» 你的任务
把下面数据中的每个"directive"都换成"instruction"，其余一字不改，重新写出全部数据。

*** 本题数据 ***

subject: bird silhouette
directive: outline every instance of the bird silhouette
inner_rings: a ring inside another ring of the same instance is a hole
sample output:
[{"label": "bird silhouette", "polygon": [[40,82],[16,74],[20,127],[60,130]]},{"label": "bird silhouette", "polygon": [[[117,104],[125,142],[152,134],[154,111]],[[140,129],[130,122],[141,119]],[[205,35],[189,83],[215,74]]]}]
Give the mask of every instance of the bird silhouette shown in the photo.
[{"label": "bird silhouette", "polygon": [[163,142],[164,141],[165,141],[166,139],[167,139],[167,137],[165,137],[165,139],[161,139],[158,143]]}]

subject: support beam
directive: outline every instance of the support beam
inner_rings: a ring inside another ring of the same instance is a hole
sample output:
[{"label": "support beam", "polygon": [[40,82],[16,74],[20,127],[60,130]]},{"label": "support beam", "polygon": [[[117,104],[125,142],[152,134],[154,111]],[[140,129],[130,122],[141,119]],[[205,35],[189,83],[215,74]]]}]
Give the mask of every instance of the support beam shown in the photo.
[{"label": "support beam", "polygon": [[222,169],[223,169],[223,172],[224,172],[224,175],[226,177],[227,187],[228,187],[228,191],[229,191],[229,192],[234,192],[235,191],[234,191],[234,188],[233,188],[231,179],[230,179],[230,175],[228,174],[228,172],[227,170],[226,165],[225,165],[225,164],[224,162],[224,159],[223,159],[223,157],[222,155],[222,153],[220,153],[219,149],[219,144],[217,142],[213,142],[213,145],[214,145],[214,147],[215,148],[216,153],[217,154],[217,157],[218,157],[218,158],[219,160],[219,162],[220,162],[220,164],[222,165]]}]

***

» 结果
subject: bird silhouette
instruction: outline every instance of the bird silhouette
inner_rings: a ring inside another ring of the same instance is a hole
sample output:
[{"label": "bird silhouette", "polygon": [[40,82],[16,74],[20,127],[60,130]]},{"label": "bird silhouette", "polygon": [[[117,104],[125,142],[152,134],[154,111]],[[140,129],[130,122],[141,119]],[[205,35],[189,83],[215,74]]]}]
Give the mask of every instance of the bird silhouette shown in the photo.
[{"label": "bird silhouette", "polygon": [[163,142],[164,141],[165,141],[166,139],[167,139],[167,137],[165,137],[165,139],[161,139],[158,143]]}]

subject: support beam
instruction: outline every instance of the support beam
inner_rings: a ring inside another ring of the same instance is a hole
sample output:
[{"label": "support beam", "polygon": [[40,82],[16,74],[20,127],[60,130]]},{"label": "support beam", "polygon": [[[117,104],[125,142],[152,134],[154,111]],[[140,129],[130,122],[141,119]],[[205,35],[189,83],[215,74]]]}]
Give the mask of every instance of the support beam shown in the photo.
[{"label": "support beam", "polygon": [[222,169],[223,169],[223,172],[224,172],[224,175],[226,177],[227,187],[228,187],[228,191],[229,191],[229,192],[234,192],[235,191],[234,191],[234,188],[233,188],[231,179],[230,179],[230,175],[228,174],[228,172],[227,170],[226,165],[225,165],[225,164],[224,162],[224,159],[223,159],[223,157],[222,155],[222,153],[220,153],[219,149],[219,144],[217,142],[213,142],[213,145],[214,145],[214,147],[215,148],[216,153],[217,154],[217,157],[218,157],[218,158],[219,160],[219,162],[220,162],[220,164],[222,165]]}]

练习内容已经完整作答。